[BEGIN MATERIAL PROVIDED]
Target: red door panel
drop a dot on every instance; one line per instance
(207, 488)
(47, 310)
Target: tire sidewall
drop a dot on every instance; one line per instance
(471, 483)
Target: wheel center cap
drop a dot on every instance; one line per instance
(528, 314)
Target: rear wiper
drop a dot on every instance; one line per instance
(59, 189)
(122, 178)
[END MATERIAL PROVIDED]
[BEGIN MATERIAL PROVIDED]
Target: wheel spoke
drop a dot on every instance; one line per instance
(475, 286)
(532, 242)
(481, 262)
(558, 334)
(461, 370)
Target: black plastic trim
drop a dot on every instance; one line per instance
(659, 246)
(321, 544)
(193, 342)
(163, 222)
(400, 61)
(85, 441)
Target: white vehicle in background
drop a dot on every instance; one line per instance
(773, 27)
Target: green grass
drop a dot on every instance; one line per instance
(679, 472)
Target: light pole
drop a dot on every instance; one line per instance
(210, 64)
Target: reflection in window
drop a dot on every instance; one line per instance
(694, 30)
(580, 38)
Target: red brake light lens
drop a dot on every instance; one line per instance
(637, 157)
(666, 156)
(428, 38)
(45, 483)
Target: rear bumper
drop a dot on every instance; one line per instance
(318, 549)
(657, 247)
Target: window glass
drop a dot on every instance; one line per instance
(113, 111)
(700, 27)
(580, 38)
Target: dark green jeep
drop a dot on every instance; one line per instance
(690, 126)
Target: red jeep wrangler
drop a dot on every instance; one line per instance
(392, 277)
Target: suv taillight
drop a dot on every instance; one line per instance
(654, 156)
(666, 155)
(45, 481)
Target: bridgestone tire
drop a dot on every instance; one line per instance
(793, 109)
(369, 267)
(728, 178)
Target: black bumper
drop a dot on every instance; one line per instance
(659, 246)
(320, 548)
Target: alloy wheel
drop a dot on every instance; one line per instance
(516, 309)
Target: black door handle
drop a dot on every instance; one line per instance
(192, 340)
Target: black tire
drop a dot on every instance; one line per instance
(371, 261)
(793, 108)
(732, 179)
[END MATERIAL PROVIDED]
■ CHALLENGE
Which lines in the material contain the string "green"? Report each of them in full, treating case as significant.

■ SOLVED PROBLEM
Target: green grass
Target: dark green jeep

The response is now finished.